----- Records provided -----
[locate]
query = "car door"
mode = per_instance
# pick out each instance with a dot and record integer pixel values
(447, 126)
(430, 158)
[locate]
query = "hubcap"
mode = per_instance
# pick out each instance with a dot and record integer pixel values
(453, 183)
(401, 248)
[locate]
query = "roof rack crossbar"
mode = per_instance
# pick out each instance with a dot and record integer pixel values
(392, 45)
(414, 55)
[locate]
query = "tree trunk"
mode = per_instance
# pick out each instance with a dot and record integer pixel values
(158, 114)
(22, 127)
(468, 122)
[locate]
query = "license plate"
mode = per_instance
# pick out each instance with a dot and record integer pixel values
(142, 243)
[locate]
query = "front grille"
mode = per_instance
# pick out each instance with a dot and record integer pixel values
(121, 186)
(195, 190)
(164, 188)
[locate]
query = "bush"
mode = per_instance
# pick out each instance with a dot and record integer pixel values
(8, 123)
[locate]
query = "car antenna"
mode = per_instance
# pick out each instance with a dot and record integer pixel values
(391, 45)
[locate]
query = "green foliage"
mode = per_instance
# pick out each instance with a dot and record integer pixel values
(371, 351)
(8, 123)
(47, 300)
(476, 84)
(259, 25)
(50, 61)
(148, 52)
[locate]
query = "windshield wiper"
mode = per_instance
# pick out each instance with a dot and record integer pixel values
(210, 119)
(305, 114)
-----
• _Problem description_:
Exactly as written above, please repeat the entries.

• _Reply to the task_:
[locate]
query = "car door"
mode = per_instance
# pick out each instance with a dot and record integer pixel values
(447, 126)
(430, 158)
[locate]
query = "hubcap"
mode = per_instance
# pick out each instance with a dot and record integer pixel values
(453, 183)
(401, 248)
[locate]
query = "roof rack crossbar"
mode = per_instance
# pick out each instance with a dot and record integer pixel values
(392, 45)
(414, 55)
[locate]
query = "tree trunk"
mode = per_instance
# pick out each instance with a dot and record integer pixel values
(158, 114)
(22, 127)
(468, 122)
[locate]
query = "license plate"
mode = per_instance
# pick out each instance with a dot and record integer pixel values
(142, 243)
[locate]
query = "front grille"
mode = per_instance
# pick out each instance with a dot and record integer pixel values
(121, 186)
(195, 190)
(164, 188)
[locate]
query = "bush"
mode = per_instance
# pick out each instance with a dot and record integer pixel values
(8, 123)
[locate]
query = "car antenna"
mode = per_instance
# pick out each instance with a dot and record integer pixel values
(391, 45)
[locate]
query = "green foliage"
mode = per_instance
# pick out each instance with a dot and record integer pixel values
(371, 351)
(8, 123)
(47, 300)
(476, 84)
(259, 25)
(50, 61)
(148, 52)
[locate]
query = "windshield wiper"
mode = per_instance
# pick out each instance with a dot and record integer pixel values
(210, 119)
(305, 114)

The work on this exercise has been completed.